Go through the lines below and tally each one holding "tree". Write only the total.
DATA IN THIS EXERCISE: Begin
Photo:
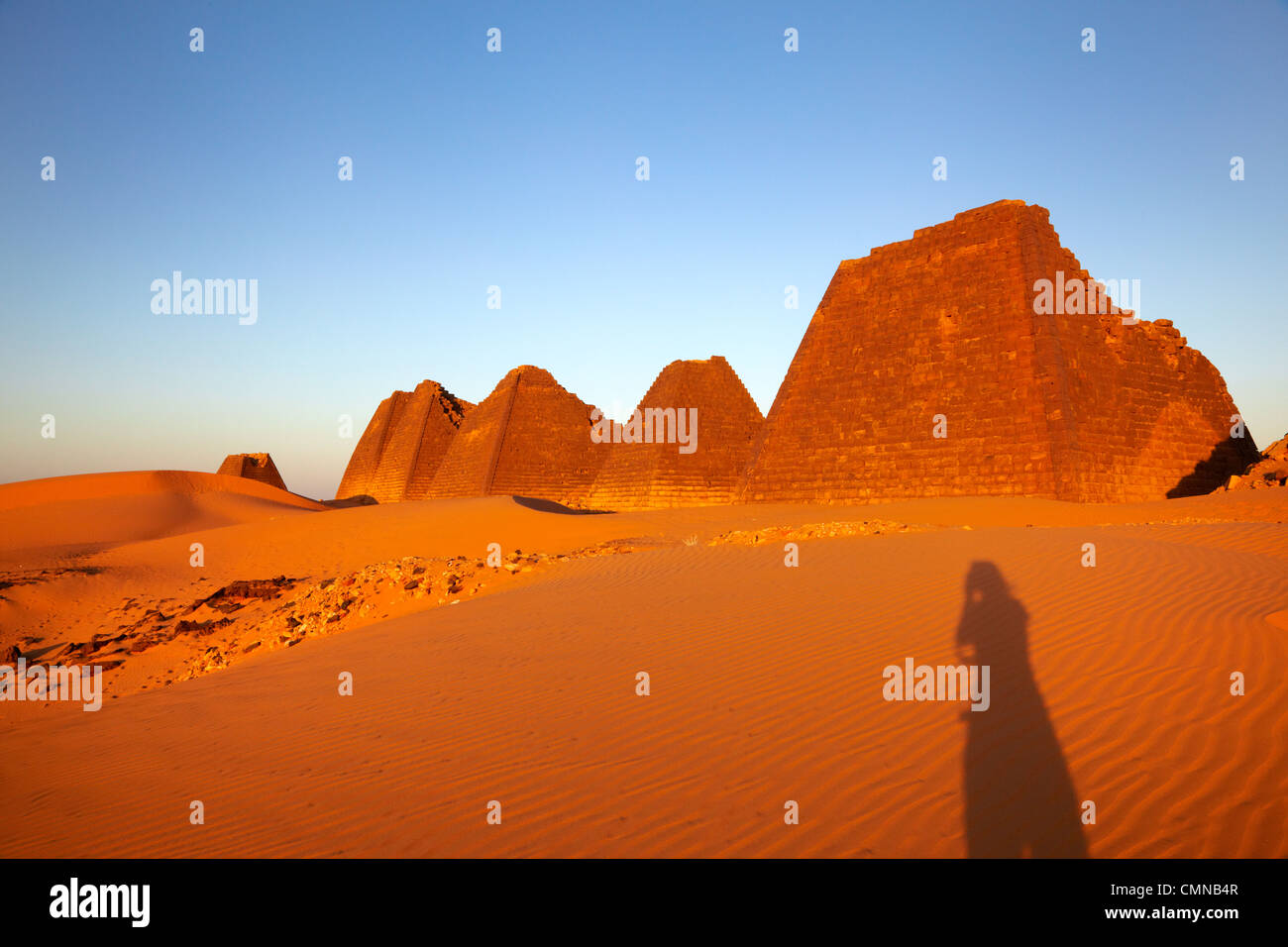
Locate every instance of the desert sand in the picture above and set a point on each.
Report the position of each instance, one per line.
(518, 684)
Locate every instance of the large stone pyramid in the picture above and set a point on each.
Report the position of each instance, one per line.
(403, 444)
(640, 475)
(1064, 405)
(529, 437)
(253, 467)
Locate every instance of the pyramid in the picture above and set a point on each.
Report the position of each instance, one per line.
(640, 475)
(1061, 405)
(529, 437)
(253, 467)
(403, 444)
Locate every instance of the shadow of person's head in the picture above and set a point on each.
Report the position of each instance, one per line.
(993, 621)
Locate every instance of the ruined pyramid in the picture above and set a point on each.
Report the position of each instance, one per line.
(253, 467)
(529, 437)
(943, 334)
(642, 475)
(403, 444)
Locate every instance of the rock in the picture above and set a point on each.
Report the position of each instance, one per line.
(254, 467)
(947, 333)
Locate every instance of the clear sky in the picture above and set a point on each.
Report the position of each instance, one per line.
(516, 169)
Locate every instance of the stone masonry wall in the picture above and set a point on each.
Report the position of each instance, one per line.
(1056, 406)
(642, 475)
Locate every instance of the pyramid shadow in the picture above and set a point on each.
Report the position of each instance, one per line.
(533, 502)
(1229, 457)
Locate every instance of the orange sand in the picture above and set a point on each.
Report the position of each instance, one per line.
(767, 682)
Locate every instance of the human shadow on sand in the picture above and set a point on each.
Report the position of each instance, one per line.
(1019, 795)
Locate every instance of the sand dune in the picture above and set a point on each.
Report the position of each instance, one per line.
(767, 685)
(60, 515)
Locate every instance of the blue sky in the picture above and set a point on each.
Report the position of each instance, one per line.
(518, 169)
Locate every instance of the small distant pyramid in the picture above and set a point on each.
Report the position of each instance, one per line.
(931, 368)
(253, 467)
(529, 437)
(403, 444)
(642, 475)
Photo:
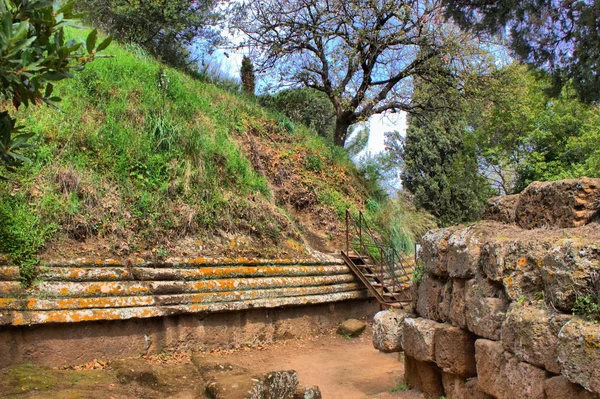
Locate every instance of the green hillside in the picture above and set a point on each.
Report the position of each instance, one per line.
(145, 160)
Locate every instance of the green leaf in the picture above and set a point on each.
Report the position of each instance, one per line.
(90, 43)
(49, 89)
(104, 44)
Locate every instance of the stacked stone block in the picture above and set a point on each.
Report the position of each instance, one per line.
(493, 313)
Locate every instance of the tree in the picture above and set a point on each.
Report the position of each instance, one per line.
(363, 54)
(525, 135)
(166, 28)
(438, 158)
(247, 75)
(307, 106)
(33, 55)
(559, 36)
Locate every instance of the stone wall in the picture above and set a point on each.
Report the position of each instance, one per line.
(96, 289)
(85, 309)
(493, 312)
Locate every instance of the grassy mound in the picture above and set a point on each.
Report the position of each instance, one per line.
(144, 159)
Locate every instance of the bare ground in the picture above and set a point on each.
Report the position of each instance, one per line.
(342, 368)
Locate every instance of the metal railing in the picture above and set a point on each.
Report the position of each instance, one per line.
(387, 262)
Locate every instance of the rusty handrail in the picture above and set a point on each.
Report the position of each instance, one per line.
(389, 261)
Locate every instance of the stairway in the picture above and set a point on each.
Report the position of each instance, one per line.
(381, 269)
(390, 291)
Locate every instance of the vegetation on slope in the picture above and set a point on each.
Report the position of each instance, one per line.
(145, 160)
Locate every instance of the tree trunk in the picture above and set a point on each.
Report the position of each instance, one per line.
(341, 131)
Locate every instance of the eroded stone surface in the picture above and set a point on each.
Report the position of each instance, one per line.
(387, 331)
(418, 338)
(579, 353)
(352, 327)
(458, 305)
(464, 250)
(485, 308)
(560, 388)
(425, 376)
(558, 204)
(455, 351)
(531, 333)
(570, 270)
(433, 299)
(501, 209)
(504, 376)
(434, 251)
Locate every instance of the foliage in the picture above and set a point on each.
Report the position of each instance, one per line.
(588, 307)
(166, 28)
(247, 76)
(418, 273)
(527, 135)
(439, 159)
(307, 106)
(561, 37)
(399, 223)
(361, 54)
(34, 55)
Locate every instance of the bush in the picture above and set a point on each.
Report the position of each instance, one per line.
(307, 106)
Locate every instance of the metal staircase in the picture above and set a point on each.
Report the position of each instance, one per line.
(382, 269)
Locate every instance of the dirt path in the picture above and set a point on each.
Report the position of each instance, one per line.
(342, 368)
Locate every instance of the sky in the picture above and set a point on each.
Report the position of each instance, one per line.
(230, 64)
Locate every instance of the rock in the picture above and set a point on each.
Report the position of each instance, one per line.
(558, 204)
(425, 376)
(501, 209)
(464, 250)
(433, 299)
(239, 385)
(503, 376)
(570, 270)
(352, 328)
(135, 370)
(579, 353)
(276, 385)
(418, 338)
(457, 305)
(455, 351)
(434, 248)
(560, 388)
(387, 331)
(458, 388)
(531, 333)
(485, 307)
(308, 393)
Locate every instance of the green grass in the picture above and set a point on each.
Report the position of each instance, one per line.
(141, 155)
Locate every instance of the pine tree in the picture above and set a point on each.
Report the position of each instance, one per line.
(439, 159)
(247, 75)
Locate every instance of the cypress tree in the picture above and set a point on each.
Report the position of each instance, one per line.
(247, 75)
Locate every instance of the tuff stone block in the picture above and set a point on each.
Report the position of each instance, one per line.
(579, 353)
(418, 338)
(503, 376)
(531, 333)
(455, 351)
(425, 376)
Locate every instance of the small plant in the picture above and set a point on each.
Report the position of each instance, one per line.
(313, 163)
(587, 307)
(161, 253)
(401, 387)
(418, 273)
(539, 296)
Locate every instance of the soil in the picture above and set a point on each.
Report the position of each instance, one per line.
(342, 368)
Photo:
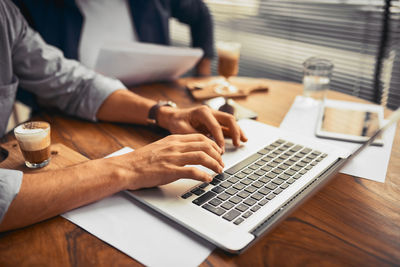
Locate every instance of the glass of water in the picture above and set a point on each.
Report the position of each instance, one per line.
(317, 76)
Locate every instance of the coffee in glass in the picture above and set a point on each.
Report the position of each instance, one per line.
(34, 141)
(228, 65)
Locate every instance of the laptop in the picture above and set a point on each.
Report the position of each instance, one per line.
(264, 181)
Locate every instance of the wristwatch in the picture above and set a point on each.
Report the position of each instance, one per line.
(152, 117)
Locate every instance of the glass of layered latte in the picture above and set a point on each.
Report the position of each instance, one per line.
(34, 141)
(228, 65)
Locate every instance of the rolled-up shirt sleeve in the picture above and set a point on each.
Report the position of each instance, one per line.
(57, 81)
(10, 183)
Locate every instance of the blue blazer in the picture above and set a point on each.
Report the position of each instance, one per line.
(60, 22)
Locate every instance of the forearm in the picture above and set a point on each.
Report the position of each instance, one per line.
(47, 194)
(125, 106)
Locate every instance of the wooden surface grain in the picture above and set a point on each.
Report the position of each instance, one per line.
(350, 222)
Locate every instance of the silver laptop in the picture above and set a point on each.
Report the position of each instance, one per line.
(255, 192)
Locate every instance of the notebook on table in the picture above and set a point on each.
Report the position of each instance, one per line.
(256, 192)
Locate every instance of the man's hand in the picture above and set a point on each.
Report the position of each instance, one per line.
(203, 120)
(203, 68)
(165, 161)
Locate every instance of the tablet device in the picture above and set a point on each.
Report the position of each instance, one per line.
(349, 121)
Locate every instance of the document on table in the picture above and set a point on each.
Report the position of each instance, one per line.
(136, 63)
(371, 163)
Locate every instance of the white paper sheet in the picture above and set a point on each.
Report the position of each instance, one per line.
(371, 163)
(136, 230)
(136, 63)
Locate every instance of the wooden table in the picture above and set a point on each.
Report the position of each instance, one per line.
(351, 221)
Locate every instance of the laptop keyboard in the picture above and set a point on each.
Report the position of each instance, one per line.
(242, 190)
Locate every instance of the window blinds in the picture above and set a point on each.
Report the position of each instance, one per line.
(277, 36)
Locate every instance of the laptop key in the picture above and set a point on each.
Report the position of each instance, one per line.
(251, 189)
(246, 181)
(203, 185)
(242, 207)
(204, 198)
(247, 214)
(271, 186)
(243, 194)
(197, 191)
(247, 171)
(278, 191)
(223, 196)
(260, 172)
(222, 176)
(226, 184)
(218, 189)
(297, 176)
(257, 196)
(255, 208)
(239, 186)
(253, 176)
(264, 191)
(263, 202)
(215, 202)
(240, 175)
(258, 184)
(216, 210)
(250, 202)
(254, 167)
(263, 151)
(232, 214)
(215, 181)
(231, 191)
(235, 199)
(290, 181)
(233, 180)
(243, 164)
(284, 186)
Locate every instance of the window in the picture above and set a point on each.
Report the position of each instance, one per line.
(277, 36)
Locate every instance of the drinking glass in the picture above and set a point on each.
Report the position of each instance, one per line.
(228, 65)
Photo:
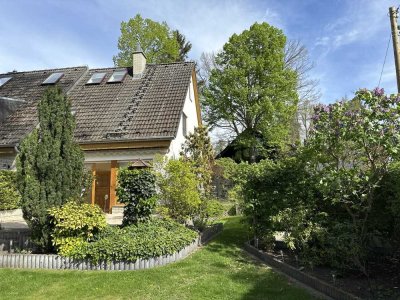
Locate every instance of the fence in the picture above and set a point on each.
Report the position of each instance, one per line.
(56, 262)
(14, 239)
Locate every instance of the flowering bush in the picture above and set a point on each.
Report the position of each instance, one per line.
(351, 146)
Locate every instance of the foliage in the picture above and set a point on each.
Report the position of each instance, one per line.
(339, 194)
(198, 150)
(222, 266)
(9, 196)
(263, 97)
(136, 189)
(158, 42)
(209, 210)
(353, 144)
(153, 238)
(178, 190)
(184, 46)
(49, 165)
(75, 225)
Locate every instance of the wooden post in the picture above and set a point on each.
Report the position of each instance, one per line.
(93, 184)
(113, 184)
(395, 37)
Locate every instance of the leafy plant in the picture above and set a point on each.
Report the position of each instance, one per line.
(49, 165)
(178, 190)
(153, 238)
(159, 43)
(136, 189)
(75, 225)
(198, 150)
(9, 196)
(263, 97)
DATA IN THIS EXERCISE: End
**WRITTEN ANSWER**
4